Exercise aim –
Write out every one of the records below verbatim, line for line, with no changes.

(Records)

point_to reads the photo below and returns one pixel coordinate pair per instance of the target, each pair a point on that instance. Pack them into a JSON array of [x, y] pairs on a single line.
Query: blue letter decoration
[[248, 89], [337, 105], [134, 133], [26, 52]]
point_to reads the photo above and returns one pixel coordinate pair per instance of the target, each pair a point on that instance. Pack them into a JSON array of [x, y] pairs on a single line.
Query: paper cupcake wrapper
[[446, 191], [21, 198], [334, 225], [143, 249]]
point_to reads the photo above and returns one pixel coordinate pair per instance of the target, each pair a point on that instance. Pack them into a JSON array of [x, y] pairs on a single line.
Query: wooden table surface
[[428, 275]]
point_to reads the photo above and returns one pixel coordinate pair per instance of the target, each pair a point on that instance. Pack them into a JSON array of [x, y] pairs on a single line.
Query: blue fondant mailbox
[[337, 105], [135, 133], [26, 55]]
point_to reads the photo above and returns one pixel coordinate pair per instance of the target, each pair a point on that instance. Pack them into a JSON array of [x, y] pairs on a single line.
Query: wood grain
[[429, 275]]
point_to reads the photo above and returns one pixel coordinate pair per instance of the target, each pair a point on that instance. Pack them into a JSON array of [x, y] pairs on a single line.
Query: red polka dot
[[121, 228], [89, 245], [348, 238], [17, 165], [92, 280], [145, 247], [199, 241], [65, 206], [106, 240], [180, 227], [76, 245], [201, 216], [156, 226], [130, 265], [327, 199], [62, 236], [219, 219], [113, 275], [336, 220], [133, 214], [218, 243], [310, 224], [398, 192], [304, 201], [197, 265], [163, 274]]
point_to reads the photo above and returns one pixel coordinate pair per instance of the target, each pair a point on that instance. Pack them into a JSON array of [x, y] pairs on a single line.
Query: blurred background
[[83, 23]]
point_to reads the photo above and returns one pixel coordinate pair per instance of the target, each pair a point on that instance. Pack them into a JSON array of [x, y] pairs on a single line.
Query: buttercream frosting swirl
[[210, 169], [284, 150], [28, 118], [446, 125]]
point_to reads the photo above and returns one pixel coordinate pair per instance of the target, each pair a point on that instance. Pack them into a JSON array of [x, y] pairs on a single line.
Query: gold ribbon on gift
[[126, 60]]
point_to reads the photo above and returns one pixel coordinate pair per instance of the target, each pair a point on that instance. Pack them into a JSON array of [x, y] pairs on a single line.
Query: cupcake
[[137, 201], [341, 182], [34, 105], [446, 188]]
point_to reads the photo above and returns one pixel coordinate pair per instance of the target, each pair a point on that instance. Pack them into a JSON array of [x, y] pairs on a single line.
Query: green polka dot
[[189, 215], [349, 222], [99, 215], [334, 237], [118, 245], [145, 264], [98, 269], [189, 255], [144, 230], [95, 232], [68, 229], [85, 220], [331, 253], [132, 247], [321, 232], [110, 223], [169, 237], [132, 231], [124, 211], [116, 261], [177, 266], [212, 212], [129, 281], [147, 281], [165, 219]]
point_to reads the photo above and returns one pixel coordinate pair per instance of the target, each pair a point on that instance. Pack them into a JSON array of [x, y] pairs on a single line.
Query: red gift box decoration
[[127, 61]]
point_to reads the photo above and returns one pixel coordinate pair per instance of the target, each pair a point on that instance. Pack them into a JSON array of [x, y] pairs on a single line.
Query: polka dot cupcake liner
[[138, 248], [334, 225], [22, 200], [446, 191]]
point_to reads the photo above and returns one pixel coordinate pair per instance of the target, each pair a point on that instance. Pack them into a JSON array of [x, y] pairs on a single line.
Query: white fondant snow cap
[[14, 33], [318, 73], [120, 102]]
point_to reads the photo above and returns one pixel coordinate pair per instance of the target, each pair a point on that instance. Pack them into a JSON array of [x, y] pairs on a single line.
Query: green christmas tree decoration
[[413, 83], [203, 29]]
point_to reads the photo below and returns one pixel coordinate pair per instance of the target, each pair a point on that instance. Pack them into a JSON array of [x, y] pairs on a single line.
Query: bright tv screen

Correct answer –
point_to reads the photo below and returns one pixel coordinate pair per instance of the target, each pair a point on that instance. Pack them into a JSON array of [x, y] pairs on a single line.
Query: blue letter decoration
[[248, 89], [337, 105], [134, 133], [26, 52]]
point_to reads the photo above and returns one pixel coordinate pair per instance of the target, each pair a point on that instance. Pack them into a JSON array of [x, y] pairs on a single line.
Query: paper cupcake wrapper
[[446, 191], [21, 198], [334, 225], [143, 249]]
point_to reads the photo above and returns one pixel coordinate pair per instance of the target, each pair a point on that instance. Pack them into a JSON array of [x, y] pairs on a single line.
Query: wooden table surface
[[428, 275]]
point_to reads the photo above and returns one pixel coordinate pair per instance of the target, each pair a point on that instance. Pack them into a JSON array of [x, y] pairs on a single line.
Query: blue fondant mailbox
[[337, 105], [135, 133], [26, 55]]
point_to reads the photo above and returns one pixel coordinate pair per instance of the target, each pair a point on that instance. Pack them into a JSON array of [x, y] pairs on a single line.
Query: wood grain
[[429, 275]]
point_to reads the photo above and returns one pixel coordinate pair per instance of the target, each pair a point on that instance. Pack them into a JSON array of [x, y] pairs on a single line.
Query: red polka dot
[[121, 228], [89, 245], [348, 238], [17, 165], [92, 280], [145, 247], [199, 241], [65, 206], [106, 240], [180, 227], [76, 245], [201, 216], [156, 226], [130, 265], [327, 199], [62, 236], [219, 219], [113, 275], [336, 220], [133, 214], [218, 243], [310, 224], [398, 192], [304, 201], [197, 265], [163, 274]]
point_to reads the photo above and returns one pixel coordinate pair per instance of the target, each pair a point on that instance. Pack them into a JSON array of [x, y] pairs on a single line.
Query: blurred background
[[83, 23]]
point_to reads the photo above and returns one pixel coordinate pair per instance of the target, each pair a point on that instance. Pack them into a JSON array of [x, y] pairs on a single line.
Query: buttercream frosting swirl
[[210, 169], [284, 150], [28, 118], [446, 125]]
point_to reads the photo above and returns one pixel coordinate pair per instance of the target, each pair a point on that instance. Pack them into a JSON array of [x, y] pairs on a single line.
Query: gold ribbon on gift
[[126, 60]]
point_to reads the photo above and returns one pixel coordinate pair per instance of the target, each pair a point on that instance. Pack them into a JSON array of [x, y] pairs on a single line.
Query: cupcake
[[137, 201], [341, 182], [34, 105], [446, 188]]
point_to reads the photo above and returns one pixel coordinate pair per instance of the target, each pair a point on that instance. Pack them into a JSON array of [x, y] pairs on a single line.
Query: green polka dot
[[189, 215], [349, 222], [99, 215], [334, 237], [118, 245], [145, 264], [98, 269], [189, 255], [144, 230], [95, 232], [68, 229], [85, 220], [331, 253], [132, 247], [321, 232], [110, 223], [169, 237], [132, 231], [124, 211], [116, 261], [177, 266], [212, 212], [129, 281], [147, 281], [165, 219]]
point_to reads the photo above and returns one pixel coordinate pair per instance of the target, each pair a point on that instance. Pack them into a JSON array of [x, y] pairs on a single line.
Query: red gift box decoration
[[127, 61]]
point_to reads the photo above and returns one pixel coordinate pair per instance of the target, each pair a point on that instance. Pack them into a JSON array of [x, y] pairs on a single line.
Query: polka dot cupcake liner
[[138, 248], [334, 225], [22, 200], [446, 191]]
point_to reads the photo above and returns one pixel coordinate pair per instance of the target, each pair a point on that instance. Pack them into a JSON array of [x, y] pairs on a single line.
Query: white fondant snow cap
[[14, 33], [318, 73], [120, 102]]
point_to reads the photo above and returns one pixel coordinate pair per instance of the target, each pair a point on that instance. Pack them into a JSON array of [x, y] pairs on a single line.
Query: green christmas tree decoration
[[413, 83], [203, 29]]
point_to reads the photo below and returns one pixel coordinate pair per instance of the target, each pair a point on that instance. Pack them into a JSON array of [x, y] pairs on a single line.
Query: bright tv screen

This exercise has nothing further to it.